(Records from a dataset)
__________________________________________________

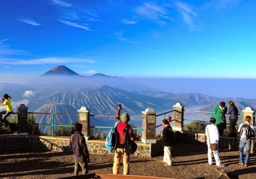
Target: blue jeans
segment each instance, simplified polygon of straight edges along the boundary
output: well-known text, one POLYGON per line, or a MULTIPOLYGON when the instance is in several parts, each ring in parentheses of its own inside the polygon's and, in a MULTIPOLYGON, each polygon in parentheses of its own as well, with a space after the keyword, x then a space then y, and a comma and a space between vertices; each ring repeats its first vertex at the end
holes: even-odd
POLYGON ((244 157, 243 156, 244 148, 245 146, 246 149, 246 153, 245 155, 245 160, 244 161, 244 165, 248 165, 250 159, 250 151, 251 151, 251 139, 240 139, 239 142, 239 160, 240 162, 244 163, 244 157))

__________________________________________________

EXERCISE DIRECTIONS: Rewrite all of the data above line for line, shifting every coordinate in the polygon outlines by adding 40 and keeping all other text the same. Leave the pictures out of your answer.

RESPONSE:
Target: blue jeans
segment each instance, simplified polygon of straight edges along the boundary
output: well-known text, one POLYGON per line, or a MULTIPOLYGON when the instance is in several parts, each ring in parentheses of its own inside the polygon's and, in a MULTIPOLYGON, each polygon in parentheses of its own as well, with a space after the keyword, x then a space then y, and a comma and a space between vertices; each ring repeats its first vertex at the end
holes: even-odd
POLYGON ((284 197, 283 196, 284 188, 285 186, 286 189, 286 193, 285 195, 285 200, 284 201, 284 205, 288 205, 290 199, 290 191, 291 191, 291 179, 280 179, 279 182, 279 200, 280 202, 284 203, 284 197))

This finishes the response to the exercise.